*** Text section Section Begins ***

In the Shadow of the Banyan by Vaddey Ratner
Wednesday, August 1, 2012 at 10:17AM
TChris in General Fiction, HR, Recent Release, Vaddey Ratner

Published by Simon & Schuster on August 7, 2012

The banyan tree in the courtyard represented a place of safety in war-torn Cambodia for seven-year-old Raami and the royal family to which she belongs -- at least it did until the Khmer Rouge chased the family members from their home.  The Khmer Rouge soldiers are in the vanguard of a “revolution” that, in the mid-1970s, turns Raami’s family into refugees.  Raami’s father, Ayuravann, is a prince and a poet, her grandmother is a queen, but these distinctions merely put the family at greater risk than the displaced peasants they soon join.

In the Shadow of the Banyan is a stirring account of Raami’s young life under the control of the Khmer Rouge.  The Khmer Rouge leaders do not want any Cambodian to remain rooted; individuals must be replanted, must take on new lives in service to the Revolution.  When her family is divided and forced to relocate to a rural village, Raami begins her life anew, concealing her past and watching as friends and relatives -- the ones who aren’t killed by soldiers -- die of malnutrition and disease.  Having been stricken with polio in early childhood, Raami’s limp saves her from the arduous labor to which most villagers are assigned, but nothing can spare her the grief of loss or the pain of hunger.

*** Text section Section Ends ***
*** Provided data Section Begins ***

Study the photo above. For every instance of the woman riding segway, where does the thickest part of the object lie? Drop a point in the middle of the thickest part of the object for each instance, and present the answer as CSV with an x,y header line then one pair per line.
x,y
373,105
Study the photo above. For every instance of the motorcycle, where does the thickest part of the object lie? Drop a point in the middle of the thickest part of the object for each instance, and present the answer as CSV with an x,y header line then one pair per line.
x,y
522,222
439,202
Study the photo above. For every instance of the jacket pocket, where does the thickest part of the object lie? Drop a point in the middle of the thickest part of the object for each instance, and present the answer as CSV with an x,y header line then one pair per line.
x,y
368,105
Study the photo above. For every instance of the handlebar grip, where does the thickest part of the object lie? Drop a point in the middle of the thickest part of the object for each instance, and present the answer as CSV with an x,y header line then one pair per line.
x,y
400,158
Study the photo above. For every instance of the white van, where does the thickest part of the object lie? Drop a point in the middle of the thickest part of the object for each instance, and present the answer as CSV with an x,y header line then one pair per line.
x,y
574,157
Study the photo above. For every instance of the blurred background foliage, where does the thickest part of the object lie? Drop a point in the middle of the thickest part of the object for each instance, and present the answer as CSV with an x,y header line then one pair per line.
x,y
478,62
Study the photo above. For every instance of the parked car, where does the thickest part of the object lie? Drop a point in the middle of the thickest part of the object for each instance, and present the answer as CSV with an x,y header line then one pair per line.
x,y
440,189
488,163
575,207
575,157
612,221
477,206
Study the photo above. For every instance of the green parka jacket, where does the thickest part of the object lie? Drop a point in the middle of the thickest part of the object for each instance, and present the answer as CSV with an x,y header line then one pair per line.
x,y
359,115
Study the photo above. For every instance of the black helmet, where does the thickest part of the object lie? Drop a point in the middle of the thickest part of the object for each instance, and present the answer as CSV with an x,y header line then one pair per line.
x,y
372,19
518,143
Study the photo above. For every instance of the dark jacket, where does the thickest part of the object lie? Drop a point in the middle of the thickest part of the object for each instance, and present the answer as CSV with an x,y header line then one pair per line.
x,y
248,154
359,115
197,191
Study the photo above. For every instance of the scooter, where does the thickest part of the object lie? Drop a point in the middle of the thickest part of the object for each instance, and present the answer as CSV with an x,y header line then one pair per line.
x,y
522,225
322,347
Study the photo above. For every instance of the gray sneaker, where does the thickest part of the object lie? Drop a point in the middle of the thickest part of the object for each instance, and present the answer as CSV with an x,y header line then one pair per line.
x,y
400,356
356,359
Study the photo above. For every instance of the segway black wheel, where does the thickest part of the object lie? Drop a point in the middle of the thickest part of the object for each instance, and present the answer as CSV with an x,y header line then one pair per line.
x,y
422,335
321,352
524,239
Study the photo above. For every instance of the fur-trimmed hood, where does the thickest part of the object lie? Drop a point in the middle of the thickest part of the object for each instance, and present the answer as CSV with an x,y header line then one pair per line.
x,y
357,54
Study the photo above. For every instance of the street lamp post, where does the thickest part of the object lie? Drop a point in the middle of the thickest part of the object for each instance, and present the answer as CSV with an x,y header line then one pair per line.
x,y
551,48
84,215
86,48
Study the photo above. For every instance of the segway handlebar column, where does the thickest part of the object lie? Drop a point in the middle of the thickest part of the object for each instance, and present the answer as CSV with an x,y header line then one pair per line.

*** Provided data Section Ends ***

### What to do
1: According to the book review, what illness struck Raami in early childhood?
2: Return the book review text starting with "The banyan tree" and going on through "they soon join.".
3: List every category that the book review's header line shows it filed under.

### Results in order
1: Polio.

2:
The banyan tree in the courtyard represented a place of safety in war-torn Cambodia for seven-year-old Raami and the royal family to which she belongs -- at least it did until the Khmer Rouge chased the family members from their home.  The Khmer Rouge soldiers are in the vanguard of a “revolution” that, in the mid-1970s, turns Raami’s family into refugees.  Raami’s father, Ayuravann, is a prince and a poet, her grandmother is a queen, but these distinctions merely put the family at greater risk than the displaced peasants they soon join.

3: General Fiction, HR, Recent Release, Vaddey Ratner